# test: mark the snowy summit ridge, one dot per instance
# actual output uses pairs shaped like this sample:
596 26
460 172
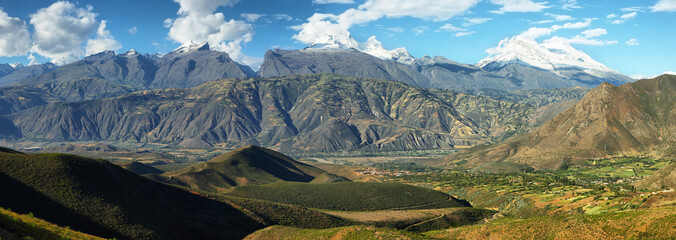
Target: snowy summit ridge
192 46
371 46
551 56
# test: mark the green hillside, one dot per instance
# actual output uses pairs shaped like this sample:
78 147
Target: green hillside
26 226
100 198
350 196
634 119
249 165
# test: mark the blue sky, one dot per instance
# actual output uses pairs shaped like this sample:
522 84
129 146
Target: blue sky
633 37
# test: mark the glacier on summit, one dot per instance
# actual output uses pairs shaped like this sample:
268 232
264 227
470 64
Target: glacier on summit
371 46
556 56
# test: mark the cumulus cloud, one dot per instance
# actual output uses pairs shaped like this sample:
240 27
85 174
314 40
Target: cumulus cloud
104 41
197 21
132 30
664 6
582 41
519 6
325 28
560 18
535 32
594 32
625 17
632 42
332 1
578 25
462 34
570 5
475 21
632 9
15 39
420 30
251 17
202 6
60 30
450 28
587 37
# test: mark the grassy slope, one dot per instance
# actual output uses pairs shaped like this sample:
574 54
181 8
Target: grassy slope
345 233
642 224
249 165
25 226
350 196
632 119
100 198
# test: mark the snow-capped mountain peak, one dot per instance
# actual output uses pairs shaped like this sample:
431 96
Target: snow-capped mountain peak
16 65
551 55
371 46
132 52
192 46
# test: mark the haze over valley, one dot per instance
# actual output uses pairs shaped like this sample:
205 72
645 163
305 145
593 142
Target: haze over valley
337 119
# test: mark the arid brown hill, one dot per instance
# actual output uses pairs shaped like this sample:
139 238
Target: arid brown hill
635 118
313 113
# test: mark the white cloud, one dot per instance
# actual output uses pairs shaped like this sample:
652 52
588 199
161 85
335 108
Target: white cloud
632 42
462 34
560 18
104 41
475 21
543 21
519 6
420 30
202 6
60 30
326 28
332 1
396 29
15 39
538 32
450 28
251 17
535 32
31 60
664 6
632 9
582 41
197 22
596 32
578 25
628 15
282 16
625 17
570 5
132 30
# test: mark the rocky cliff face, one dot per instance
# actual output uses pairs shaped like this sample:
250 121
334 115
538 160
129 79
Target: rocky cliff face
635 118
314 113
108 74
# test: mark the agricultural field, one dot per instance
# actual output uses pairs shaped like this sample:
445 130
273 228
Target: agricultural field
595 187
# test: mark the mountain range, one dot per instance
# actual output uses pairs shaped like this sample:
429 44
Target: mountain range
312 112
169 99
632 119
517 63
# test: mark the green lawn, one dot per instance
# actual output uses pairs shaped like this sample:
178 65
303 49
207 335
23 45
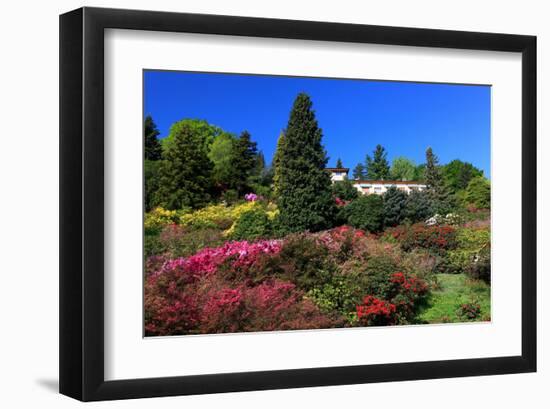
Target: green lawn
454 290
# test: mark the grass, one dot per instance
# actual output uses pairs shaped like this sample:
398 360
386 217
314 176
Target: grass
454 290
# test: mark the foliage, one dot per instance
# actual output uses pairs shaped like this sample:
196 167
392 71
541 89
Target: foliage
402 169
436 189
377 166
185 171
151 171
205 133
454 290
359 172
152 146
178 241
457 174
157 218
436 238
344 190
418 206
478 193
252 225
395 206
244 161
469 311
277 163
221 155
304 187
367 213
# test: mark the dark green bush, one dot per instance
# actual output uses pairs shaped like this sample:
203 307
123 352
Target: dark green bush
252 225
366 213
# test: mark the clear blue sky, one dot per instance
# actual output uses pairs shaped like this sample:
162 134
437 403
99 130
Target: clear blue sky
355 115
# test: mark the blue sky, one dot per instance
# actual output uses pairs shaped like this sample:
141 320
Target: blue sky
355 115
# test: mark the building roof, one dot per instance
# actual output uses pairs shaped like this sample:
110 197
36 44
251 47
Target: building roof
388 182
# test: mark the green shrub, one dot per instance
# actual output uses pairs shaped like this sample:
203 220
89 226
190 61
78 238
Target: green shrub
252 225
344 190
366 213
394 206
418 206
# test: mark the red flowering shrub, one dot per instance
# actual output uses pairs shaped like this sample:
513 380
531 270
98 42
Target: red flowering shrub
437 238
375 311
270 306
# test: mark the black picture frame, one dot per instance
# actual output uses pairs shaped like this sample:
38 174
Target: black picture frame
82 200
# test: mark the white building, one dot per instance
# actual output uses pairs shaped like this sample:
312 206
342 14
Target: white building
378 187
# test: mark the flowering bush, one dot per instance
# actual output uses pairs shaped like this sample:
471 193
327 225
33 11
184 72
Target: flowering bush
469 311
272 305
240 254
436 238
157 218
219 216
375 311
251 197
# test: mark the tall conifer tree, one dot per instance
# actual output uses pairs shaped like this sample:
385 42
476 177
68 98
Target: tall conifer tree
378 167
304 187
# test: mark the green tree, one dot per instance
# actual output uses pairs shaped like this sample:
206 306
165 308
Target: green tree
304 186
377 166
221 155
403 169
151 170
457 174
276 163
367 213
359 172
420 173
343 189
203 131
395 203
245 159
185 172
418 206
436 189
478 193
152 146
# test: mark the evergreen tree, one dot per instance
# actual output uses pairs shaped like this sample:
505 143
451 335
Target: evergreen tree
245 160
478 193
343 189
153 148
377 166
185 172
402 169
418 206
276 164
359 172
304 187
457 174
395 203
436 189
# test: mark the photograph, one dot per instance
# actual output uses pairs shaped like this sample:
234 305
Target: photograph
275 203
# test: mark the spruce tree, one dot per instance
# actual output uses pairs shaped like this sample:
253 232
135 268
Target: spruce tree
436 189
304 187
395 202
359 172
377 166
185 173
153 149
276 164
245 159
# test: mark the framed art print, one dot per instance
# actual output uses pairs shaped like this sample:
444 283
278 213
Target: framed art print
254 204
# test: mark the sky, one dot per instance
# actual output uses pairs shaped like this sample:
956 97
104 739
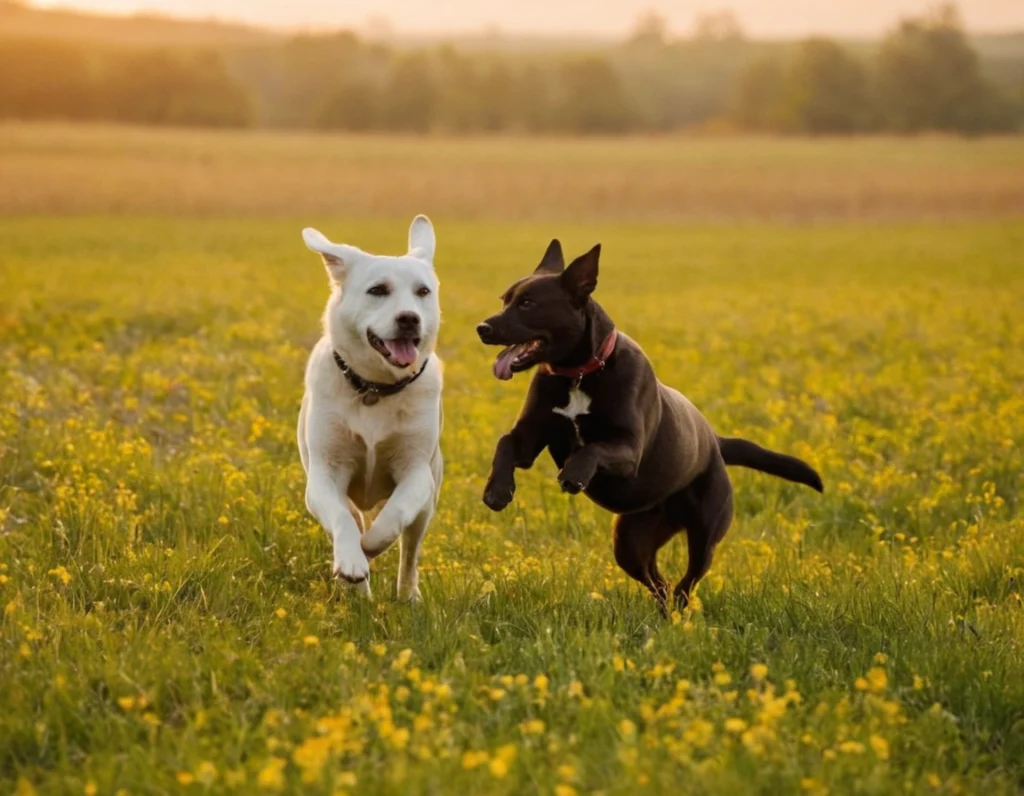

## Given instruction
Please set out all of the records above as a numbered list, one line per number, with blank lines left out. Leave the pictures out of the answer.

## Full solution
1. # test: mark the snowy summit ridge, one dot per instance
2. # actual output uses pairs shaped like this sample:
3. 596 26
4. 460 172
5. Target: snowy summit ridge
6. 192 46
7. 371 46
8. 551 56
9. # test: mark the green hillside, one dot per instance
10. # actual output uses pairs shaped like this sample:
11. 78 147
12. Target: green hillside
13. 26 226
14. 100 198
15. 350 196
16. 634 119
17. 249 165
18. # test: mark the blue sky, one dot per instance
19. # actual output uses pairs shaped like this sample:
20. 522 84
21. 129 146
22. Target: blue sky
23. 633 37
24. # test: mark the glacier on summit, one dot per instance
25. # actual output uses pairs shaped like this sample:
26. 268 232
27. 264 227
28. 470 64
29. Target: glacier on summit
30. 371 46
31. 556 56
32. # test: mark the cumulus cloud, one dot per instance
33. # actual output uses pairs shaped like this sample:
34. 240 27
35. 85 174
36. 314 40
37. Target: cumulus cloud
38. 104 41
39. 197 21
40. 132 30
41. 664 6
42. 582 41
43. 519 6
44. 325 28
45. 560 18
46. 535 32
47. 594 32
48. 625 17
49. 632 42
50. 332 1
51. 578 25
52. 462 34
53. 570 5
54. 475 21
55. 632 9
56. 15 39
57. 420 30
58. 251 17
59. 202 6
60. 60 30
61. 450 28
62. 587 37
63. # test: mark the grassy slope, one dot per instance
64. # actual output uses pairs shaped like this sample:
65. 574 54
66. 181 8
67. Target: grassy slope
68. 345 233
69. 642 224
70. 249 165
71. 25 226
72. 350 196
73. 632 119
74. 100 198
75. # test: mark the snow-capped mountain peak, one dot per instance
76. # actual output uses pairs shaped like this sample:
77. 431 96
78. Target: snow-capped mountain peak
79. 16 65
80. 551 55
81. 371 46
82. 132 52
83. 192 46
84. # test: mark the haze over valley, one dot per instance
85. # actual output uses pairs shaped like this sample:
86. 205 72
87. 645 163
88. 305 145
89. 593 142
90. Target: haze over valley
91. 337 119
92. # test: mark the arid brown hill, one dot per instance
93. # actual output uses pairs shaped like this sample:
94. 139 238
95. Target: arid brown hill
96. 635 118
97. 313 113
98. # test: mark the white cloud, one dot per instance
99. # actual output uses pairs shaped like this sample:
100. 652 52
101. 588 199
102. 161 85
103. 335 108
104. Target: white cloud
105. 632 42
106. 462 34
107. 560 18
108. 104 41
109. 475 21
110. 543 21
111. 519 6
112. 420 30
113. 202 6
114. 60 30
115. 326 28
116. 332 1
117. 396 29
118. 15 39
119. 538 32
120. 450 28
121. 251 17
122. 535 32
123. 31 60
124. 664 6
125. 632 9
126. 582 41
127. 197 22
128. 596 32
129. 578 25
130. 628 15
131. 282 16
132. 625 17
133. 570 5
134. 132 30
135. # test: mark the rocky cliff face, one dot per instance
136. # actual output uses pairs shaped like this sample:
137. 250 121
138. 334 115
139. 538 160
140. 129 79
141. Target: rocky cliff face
142. 635 118
143. 314 113
144. 108 74
145. # test: mark the agricultural field, one dot per instance
146. # actual output uses pairs shaped like this sample:
147. 445 130
148. 273 228
149. Target: agricultural field
150. 595 187
151. # test: mark the mountain range, one dot per instance
152. # actual output uses pairs shaped like this sample:
153. 429 44
154. Target: mountain range
155. 312 112
156. 169 99
157. 632 119
158. 517 63
159. # test: mark the green lawn, one dot per instance
160. # actual output uses pairs shaped like this sample:
161. 178 65
162. 303 49
163. 207 335
164. 23 45
165. Target: green lawn
166. 454 290
167. # test: mark the grass, one dot per instance
168. # actual output uses pairs shaped like this sample:
169. 398 360
170. 386 217
171. 314 176
172. Target: grass
173. 454 290
174. # test: mark the foliage, one dot per instance
175. # actual output uses pairs shaped like this sample:
176. 196 167
177. 392 71
178. 541 89
179. Target: foliage
180. 402 169
181. 436 189
182. 377 166
183. 185 171
184. 151 171
185. 205 133
186. 454 290
187. 359 172
188. 152 146
189. 178 241
190. 457 174
191. 157 218
192. 436 238
193. 344 190
194. 418 206
195. 478 193
196. 252 225
197. 395 206
198. 244 161
199. 469 311
200. 277 163
201. 221 155
202. 304 187
203. 367 213
204. # test: mark the dark green bush, one dot per instance
205. # actual output uses pairs shaped like this sample:
206. 203 307
207. 123 352
208. Target: dark green bush
209. 252 225
210. 366 213
211. # test: mark the clear blue sky, one dot per instance
212. # actual output uses pairs shaped like this sample:
213. 162 134
214. 437 403
215. 99 130
216. Target: clear blue sky
217. 355 115
218. # test: mark the blue sky, one dot per instance
219. # actual output uses pairs shaped like this sample:
220. 141 320
221. Target: blue sky
222. 355 115
223. # test: mark the building roof, one dot per instance
224. # actual output uses pairs shaped like this sample:
225. 110 197
226. 36 44
227. 251 47
228. Target: building roof
229. 388 182
230. # test: mark the green shrub, one dot per instance
231. # actual output uses pairs shaped like this sample:
232. 203 220
233. 89 226
234. 190 61
235. 78 238
236. Target: green shrub
237. 252 225
238. 344 190
239. 366 213
240. 394 206
241. 418 206
242. # test: mark the red flowering shrub, one dot per instance
243. # actual output uses pairs shaped like this sample:
244. 513 380
245. 531 270
246. 98 42
247. Target: red flowering shrub
248. 437 238
249. 375 311
250. 270 306
251. # test: mark the black picture frame, one dot per instance
252. # actual output uses pairs shaped like this sample:
253. 38 174
254. Target: black picture frame
255. 82 200
256. # test: mark the white building, one dot per instance
257. # actual output uses pairs shaped like this sample:
258. 312 206
259. 342 14
260. Target: white building
261. 378 187
262. # test: mark the flowering bush, one dot per instance
263. # actual output uses pairs shaped like this sample:
264. 471 193
265. 327 225
266. 33 11
267. 184 72
268. Target: flowering bush
269. 469 311
270. 272 305
271. 240 254
272. 436 238
273. 157 218
274. 219 216
275. 375 311
276. 251 197
277. # test: mark the tall conifer tree, one dot per instance
278. # actual output uses pairs shaped like this sample:
279. 385 42
280. 476 177
281. 68 98
282. Target: tall conifer tree
283. 378 167
284. 304 187
285. # test: mark the green tree, one dot per instance
286. # actual output uses pairs shaped like this sample:
287. 206 306
288. 165 308
289. Target: green tree
290. 304 186
291. 377 166
292. 221 155
293. 403 169
294. 151 170
295. 457 174
296. 276 163
297. 367 213
298. 359 172
299. 420 173
300. 343 189
301. 203 131
302. 395 203
303. 245 159
304. 185 172
305. 418 206
306. 436 189
307. 478 193
308. 152 146
309. # test: mark the evergreen tree, one dot per instance
310. # actual output uses pairs shaped like this sample:
311. 505 143
312. 451 335
313. Target: evergreen tree
314. 245 160
315. 478 193
316. 343 189
317. 153 148
318. 377 166
319. 185 172
320. 402 169
321. 418 206
322. 276 164
323. 359 172
324. 304 187
325. 457 174
326. 395 203
327. 436 189
328. # test: mark the photograph, one dot per instance
329. # actual output uses pairs shaped like this sample:
330. 234 305
331. Target: photograph
332. 275 203
333. # test: mark the spruce tree, one dot per instance
334. # actual output uses pairs shaped like this sample:
335. 253 232
336. 135 268
337. Target: spruce tree
338. 436 189
339. 304 187
340. 395 202
341. 359 172
342. 377 166
343. 185 173
344. 153 149
345. 276 164
346. 245 159
347. # test: mark the framed art print, one dot per instance
348. # actual output uses pairs shaped like this sample:
349. 444 283
350. 278 213
351. Target: framed art print
352. 254 204
353. # test: mark the sky, one dot per instance
354. # actual output uses pairs shaped like this sample:
355. 956 97
356. 104 739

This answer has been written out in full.